> [Stored rows]:
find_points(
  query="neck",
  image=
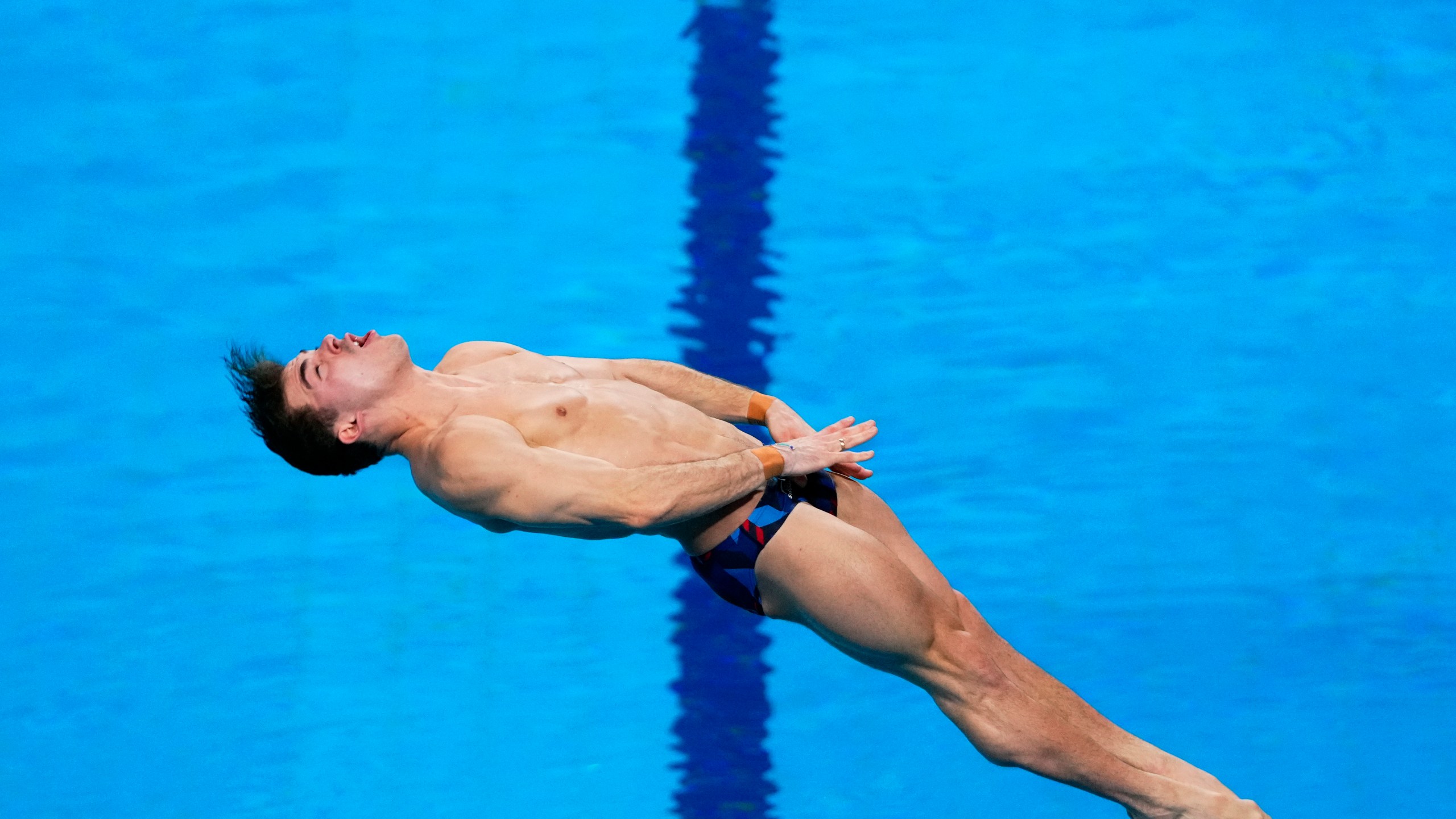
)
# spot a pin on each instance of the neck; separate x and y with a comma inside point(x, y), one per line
point(424, 403)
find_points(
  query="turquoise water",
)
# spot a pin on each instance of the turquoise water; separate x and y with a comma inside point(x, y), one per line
point(1152, 305)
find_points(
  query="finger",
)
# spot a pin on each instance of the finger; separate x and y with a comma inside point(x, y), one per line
point(859, 435)
point(852, 470)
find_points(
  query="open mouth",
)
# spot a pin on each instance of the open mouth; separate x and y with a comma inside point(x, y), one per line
point(360, 340)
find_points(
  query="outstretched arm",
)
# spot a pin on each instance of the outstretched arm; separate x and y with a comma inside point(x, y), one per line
point(484, 467)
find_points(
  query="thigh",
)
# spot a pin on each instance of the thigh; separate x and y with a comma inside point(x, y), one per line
point(864, 509)
point(851, 589)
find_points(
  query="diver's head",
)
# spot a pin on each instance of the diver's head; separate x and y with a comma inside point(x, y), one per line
point(315, 411)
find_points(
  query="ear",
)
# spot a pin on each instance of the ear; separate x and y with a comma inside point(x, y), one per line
point(349, 429)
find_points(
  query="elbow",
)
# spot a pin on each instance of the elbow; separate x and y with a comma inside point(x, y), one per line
point(643, 516)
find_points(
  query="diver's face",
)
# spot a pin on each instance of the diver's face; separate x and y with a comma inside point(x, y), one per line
point(349, 375)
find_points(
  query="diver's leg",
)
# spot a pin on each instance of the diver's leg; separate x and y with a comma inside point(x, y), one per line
point(857, 594)
point(864, 509)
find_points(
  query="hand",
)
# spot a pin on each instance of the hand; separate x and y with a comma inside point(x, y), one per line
point(785, 426)
point(828, 448)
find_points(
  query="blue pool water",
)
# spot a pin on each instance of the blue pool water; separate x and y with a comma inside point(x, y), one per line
point(1152, 301)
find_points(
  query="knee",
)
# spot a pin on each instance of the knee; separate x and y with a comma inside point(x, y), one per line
point(969, 667)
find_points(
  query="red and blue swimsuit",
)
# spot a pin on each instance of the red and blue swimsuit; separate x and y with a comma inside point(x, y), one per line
point(729, 566)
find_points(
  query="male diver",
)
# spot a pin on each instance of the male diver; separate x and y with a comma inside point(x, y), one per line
point(592, 448)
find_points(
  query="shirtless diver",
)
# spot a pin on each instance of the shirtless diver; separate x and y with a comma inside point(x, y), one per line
point(593, 448)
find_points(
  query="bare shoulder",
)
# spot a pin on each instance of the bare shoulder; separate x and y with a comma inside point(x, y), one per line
point(472, 353)
point(464, 458)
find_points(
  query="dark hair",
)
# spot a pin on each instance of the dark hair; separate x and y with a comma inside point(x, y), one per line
point(303, 437)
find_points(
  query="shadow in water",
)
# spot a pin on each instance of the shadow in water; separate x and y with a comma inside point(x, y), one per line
point(721, 688)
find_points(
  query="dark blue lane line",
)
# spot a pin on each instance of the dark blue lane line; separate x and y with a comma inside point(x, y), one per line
point(719, 688)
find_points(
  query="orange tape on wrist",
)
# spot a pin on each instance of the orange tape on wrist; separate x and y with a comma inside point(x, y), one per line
point(759, 408)
point(772, 461)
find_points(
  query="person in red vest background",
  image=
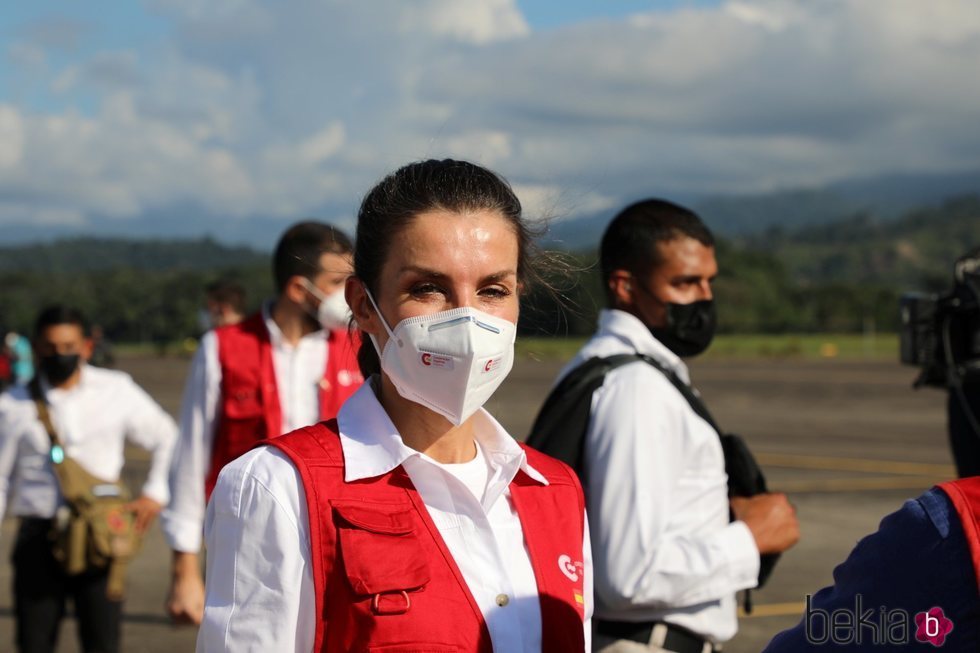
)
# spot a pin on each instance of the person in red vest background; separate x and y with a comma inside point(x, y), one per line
point(413, 521)
point(913, 585)
point(290, 365)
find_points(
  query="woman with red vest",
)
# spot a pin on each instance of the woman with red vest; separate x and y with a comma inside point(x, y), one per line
point(289, 365)
point(412, 522)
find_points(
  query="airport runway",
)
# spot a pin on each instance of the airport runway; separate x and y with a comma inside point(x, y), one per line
point(848, 440)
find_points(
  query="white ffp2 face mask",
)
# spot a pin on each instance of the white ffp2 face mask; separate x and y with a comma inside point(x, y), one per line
point(450, 362)
point(333, 311)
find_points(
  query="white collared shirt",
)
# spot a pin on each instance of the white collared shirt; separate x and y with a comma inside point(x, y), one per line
point(298, 370)
point(259, 578)
point(94, 420)
point(657, 495)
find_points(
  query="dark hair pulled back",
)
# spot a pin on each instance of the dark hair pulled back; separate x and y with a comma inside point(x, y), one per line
point(433, 185)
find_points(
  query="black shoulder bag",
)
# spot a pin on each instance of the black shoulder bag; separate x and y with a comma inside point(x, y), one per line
point(560, 427)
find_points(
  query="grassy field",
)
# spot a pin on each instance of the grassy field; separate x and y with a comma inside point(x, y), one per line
point(798, 346)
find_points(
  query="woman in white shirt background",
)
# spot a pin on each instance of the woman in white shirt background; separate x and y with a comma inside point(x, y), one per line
point(412, 522)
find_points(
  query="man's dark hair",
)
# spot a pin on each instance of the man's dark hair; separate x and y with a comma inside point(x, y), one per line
point(227, 291)
point(631, 240)
point(58, 314)
point(300, 248)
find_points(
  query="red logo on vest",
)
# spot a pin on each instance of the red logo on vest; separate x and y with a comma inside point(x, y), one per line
point(572, 570)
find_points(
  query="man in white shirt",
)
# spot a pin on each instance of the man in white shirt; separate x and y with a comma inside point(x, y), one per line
point(94, 412)
point(668, 561)
point(286, 367)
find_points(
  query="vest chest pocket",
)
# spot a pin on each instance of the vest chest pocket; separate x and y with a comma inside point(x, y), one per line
point(382, 554)
point(243, 404)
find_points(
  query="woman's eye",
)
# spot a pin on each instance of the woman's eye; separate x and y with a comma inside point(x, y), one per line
point(423, 289)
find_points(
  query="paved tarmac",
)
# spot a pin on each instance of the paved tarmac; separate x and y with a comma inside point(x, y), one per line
point(849, 441)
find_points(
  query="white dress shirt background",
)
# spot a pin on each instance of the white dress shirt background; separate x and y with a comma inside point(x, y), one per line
point(657, 495)
point(94, 420)
point(260, 586)
point(298, 371)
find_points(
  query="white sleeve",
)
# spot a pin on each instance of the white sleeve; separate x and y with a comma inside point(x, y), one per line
point(646, 553)
point(259, 594)
point(8, 452)
point(587, 585)
point(184, 518)
point(150, 427)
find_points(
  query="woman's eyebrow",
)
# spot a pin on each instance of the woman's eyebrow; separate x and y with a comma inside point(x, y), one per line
point(421, 271)
point(498, 276)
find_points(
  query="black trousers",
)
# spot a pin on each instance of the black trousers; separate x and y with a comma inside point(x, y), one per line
point(42, 590)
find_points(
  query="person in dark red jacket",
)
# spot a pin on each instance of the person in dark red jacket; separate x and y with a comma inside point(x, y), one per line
point(290, 365)
point(412, 522)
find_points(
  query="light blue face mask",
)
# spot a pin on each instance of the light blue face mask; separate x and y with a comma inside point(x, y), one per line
point(450, 362)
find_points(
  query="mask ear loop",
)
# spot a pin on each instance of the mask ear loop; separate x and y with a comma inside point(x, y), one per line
point(384, 323)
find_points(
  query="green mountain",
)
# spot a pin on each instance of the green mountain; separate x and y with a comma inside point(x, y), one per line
point(90, 254)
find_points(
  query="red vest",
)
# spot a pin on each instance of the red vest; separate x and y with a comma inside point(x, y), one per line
point(383, 576)
point(250, 410)
point(965, 496)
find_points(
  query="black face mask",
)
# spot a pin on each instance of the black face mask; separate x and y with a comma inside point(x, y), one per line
point(58, 367)
point(690, 327)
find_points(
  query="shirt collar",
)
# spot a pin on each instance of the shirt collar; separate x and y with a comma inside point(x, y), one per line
point(275, 333)
point(634, 333)
point(372, 445)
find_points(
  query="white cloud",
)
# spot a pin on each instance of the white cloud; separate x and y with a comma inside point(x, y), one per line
point(11, 137)
point(250, 111)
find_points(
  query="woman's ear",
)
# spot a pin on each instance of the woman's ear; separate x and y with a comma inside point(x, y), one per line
point(295, 290)
point(364, 314)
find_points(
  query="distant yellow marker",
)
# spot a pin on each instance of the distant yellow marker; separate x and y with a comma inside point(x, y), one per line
point(773, 610)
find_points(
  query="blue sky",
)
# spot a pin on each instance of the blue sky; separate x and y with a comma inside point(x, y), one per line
point(184, 116)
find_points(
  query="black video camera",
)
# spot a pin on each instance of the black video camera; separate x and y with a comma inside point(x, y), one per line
point(941, 333)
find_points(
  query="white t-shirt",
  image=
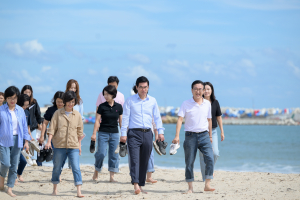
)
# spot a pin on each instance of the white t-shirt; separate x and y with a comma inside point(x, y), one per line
point(15, 122)
point(195, 115)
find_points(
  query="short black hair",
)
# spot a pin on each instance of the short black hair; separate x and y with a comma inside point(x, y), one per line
point(58, 94)
point(110, 89)
point(112, 79)
point(141, 79)
point(11, 91)
point(212, 96)
point(22, 98)
point(197, 82)
point(69, 96)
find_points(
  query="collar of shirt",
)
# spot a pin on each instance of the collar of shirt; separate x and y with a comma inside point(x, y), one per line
point(139, 98)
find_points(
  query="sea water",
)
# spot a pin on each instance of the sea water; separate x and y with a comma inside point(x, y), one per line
point(253, 148)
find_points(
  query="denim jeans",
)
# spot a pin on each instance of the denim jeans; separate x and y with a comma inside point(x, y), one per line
point(150, 167)
point(215, 150)
point(112, 139)
point(59, 157)
point(9, 158)
point(192, 142)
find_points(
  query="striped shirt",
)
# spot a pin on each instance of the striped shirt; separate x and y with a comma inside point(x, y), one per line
point(6, 126)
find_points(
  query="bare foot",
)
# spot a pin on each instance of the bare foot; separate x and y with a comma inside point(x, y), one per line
point(143, 191)
point(95, 176)
point(209, 189)
point(20, 178)
point(188, 192)
point(11, 194)
point(150, 180)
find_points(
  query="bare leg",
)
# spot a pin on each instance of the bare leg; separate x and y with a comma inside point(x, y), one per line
point(9, 192)
point(190, 184)
point(54, 189)
point(79, 191)
point(143, 191)
point(207, 187)
point(20, 178)
point(2, 183)
point(95, 176)
point(112, 177)
point(149, 178)
point(137, 189)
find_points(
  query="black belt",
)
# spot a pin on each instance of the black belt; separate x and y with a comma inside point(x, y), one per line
point(142, 129)
point(196, 132)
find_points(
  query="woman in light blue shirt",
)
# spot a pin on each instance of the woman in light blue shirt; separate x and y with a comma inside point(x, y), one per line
point(13, 129)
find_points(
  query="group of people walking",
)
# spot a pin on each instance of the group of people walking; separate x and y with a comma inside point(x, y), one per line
point(123, 127)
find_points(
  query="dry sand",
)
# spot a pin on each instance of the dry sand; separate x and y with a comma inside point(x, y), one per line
point(170, 185)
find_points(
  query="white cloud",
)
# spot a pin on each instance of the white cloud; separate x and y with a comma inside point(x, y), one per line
point(137, 71)
point(139, 58)
point(295, 69)
point(92, 72)
point(46, 68)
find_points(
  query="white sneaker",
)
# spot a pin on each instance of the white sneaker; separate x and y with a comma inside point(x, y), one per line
point(173, 148)
point(27, 157)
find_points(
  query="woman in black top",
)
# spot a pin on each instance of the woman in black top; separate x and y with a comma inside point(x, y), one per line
point(58, 103)
point(35, 112)
point(216, 115)
point(109, 113)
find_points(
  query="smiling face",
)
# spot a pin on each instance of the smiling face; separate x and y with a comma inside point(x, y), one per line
point(70, 104)
point(28, 92)
point(11, 101)
point(207, 91)
point(59, 103)
point(73, 87)
point(143, 89)
point(197, 91)
point(26, 105)
point(108, 97)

> [Do this]:
Please count the lines above that contain the word "hair", and reply with the number alone.

> [Task output]:
8